**STORED DATA:**
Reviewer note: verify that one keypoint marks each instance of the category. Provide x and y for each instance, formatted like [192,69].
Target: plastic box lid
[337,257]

---

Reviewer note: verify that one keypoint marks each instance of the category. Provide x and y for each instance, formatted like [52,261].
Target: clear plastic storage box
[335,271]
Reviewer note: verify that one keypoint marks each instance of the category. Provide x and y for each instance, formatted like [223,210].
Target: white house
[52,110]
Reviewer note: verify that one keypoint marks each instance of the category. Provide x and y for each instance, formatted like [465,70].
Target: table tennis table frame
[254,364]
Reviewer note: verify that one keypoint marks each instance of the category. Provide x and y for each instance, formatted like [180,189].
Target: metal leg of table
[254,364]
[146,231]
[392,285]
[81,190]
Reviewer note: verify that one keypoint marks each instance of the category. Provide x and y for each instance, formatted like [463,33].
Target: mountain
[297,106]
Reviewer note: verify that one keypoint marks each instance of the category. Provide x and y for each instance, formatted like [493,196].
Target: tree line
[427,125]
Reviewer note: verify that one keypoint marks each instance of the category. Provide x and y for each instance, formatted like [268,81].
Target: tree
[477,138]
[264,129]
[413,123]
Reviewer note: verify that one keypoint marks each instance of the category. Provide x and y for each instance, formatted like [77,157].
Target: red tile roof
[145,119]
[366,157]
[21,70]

**WORK REQUIRED:**
Count the lines in the material above that contain the word "plastic". Reply with the number alone.

**EXPECTED OUTPUT:**
2